- Consigne: Veuillez mettre en liste JSON de chaînes les lignes des items, en commençant par la ligne qui contient « pin: wood floor » et en allant jusqu'à la fin des items, bornes comprises. Produisez une chaîne par ligne et laissez de côté les lignes vides.

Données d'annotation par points
☆ ☆ ☆ ☆ ☆ ☆ ☆

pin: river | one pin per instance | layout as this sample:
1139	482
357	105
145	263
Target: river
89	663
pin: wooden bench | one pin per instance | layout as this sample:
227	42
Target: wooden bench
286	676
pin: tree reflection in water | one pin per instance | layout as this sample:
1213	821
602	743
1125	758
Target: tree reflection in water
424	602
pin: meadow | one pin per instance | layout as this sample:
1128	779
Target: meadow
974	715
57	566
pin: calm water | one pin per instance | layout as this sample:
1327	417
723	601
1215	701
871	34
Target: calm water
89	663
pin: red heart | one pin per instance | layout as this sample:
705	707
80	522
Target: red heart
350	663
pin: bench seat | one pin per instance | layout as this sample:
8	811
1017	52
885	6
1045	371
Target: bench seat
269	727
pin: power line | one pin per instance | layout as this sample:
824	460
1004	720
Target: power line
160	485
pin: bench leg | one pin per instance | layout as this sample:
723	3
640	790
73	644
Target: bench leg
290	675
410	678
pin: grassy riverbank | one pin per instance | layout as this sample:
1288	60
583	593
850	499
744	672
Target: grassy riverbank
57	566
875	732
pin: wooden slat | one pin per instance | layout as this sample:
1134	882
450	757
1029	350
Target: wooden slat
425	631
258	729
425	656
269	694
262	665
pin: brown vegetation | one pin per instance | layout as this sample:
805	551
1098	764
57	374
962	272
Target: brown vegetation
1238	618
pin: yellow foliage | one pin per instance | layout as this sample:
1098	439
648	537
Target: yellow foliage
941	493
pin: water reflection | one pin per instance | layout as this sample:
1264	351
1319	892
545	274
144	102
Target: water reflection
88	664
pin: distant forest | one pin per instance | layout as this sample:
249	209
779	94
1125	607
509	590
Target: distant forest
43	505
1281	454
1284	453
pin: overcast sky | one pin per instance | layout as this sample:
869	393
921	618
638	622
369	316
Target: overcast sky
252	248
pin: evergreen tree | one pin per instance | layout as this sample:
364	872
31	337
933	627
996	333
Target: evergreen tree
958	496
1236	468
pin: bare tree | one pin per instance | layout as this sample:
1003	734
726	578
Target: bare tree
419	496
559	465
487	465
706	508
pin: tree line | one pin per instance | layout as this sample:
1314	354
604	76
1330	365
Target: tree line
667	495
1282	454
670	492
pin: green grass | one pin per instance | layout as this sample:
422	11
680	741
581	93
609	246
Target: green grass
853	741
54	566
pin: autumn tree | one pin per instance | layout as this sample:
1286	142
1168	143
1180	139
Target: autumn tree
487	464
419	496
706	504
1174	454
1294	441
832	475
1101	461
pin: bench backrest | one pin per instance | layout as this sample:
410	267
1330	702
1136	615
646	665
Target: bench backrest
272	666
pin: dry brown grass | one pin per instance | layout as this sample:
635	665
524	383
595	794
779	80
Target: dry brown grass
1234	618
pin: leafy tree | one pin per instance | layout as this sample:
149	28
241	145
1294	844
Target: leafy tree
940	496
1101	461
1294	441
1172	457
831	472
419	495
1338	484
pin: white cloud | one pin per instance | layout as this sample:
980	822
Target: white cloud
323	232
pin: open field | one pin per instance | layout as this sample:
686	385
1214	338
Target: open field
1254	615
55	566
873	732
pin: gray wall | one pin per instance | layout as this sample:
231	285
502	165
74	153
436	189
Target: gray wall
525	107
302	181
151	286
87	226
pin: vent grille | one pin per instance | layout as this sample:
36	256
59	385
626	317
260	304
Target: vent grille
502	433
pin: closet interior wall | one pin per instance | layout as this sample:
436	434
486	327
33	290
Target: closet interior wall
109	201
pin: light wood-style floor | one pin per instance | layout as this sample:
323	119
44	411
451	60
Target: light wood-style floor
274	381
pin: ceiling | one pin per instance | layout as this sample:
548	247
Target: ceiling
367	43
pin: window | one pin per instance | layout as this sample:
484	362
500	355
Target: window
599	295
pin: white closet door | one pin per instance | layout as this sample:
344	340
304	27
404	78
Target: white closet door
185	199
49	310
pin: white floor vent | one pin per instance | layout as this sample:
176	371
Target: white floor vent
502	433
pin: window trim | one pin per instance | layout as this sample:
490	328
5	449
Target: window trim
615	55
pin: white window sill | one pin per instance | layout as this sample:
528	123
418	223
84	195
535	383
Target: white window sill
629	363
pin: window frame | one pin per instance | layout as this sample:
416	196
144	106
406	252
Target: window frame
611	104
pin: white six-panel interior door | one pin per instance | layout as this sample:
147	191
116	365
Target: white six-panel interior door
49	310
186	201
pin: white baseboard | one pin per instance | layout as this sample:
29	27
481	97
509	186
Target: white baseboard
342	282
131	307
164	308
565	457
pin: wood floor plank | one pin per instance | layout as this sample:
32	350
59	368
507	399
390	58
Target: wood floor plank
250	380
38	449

☆ ☆ ☆ ☆ ☆ ☆ ☆

- Réponse:
[
  "pin: wood floor plank | one pin per instance | layout as this sample:",
  "32\t350",
  "59\t368",
  "507\t399",
  "390\t58",
  "Target: wood floor plank",
  "250\t380",
  "38\t449"
]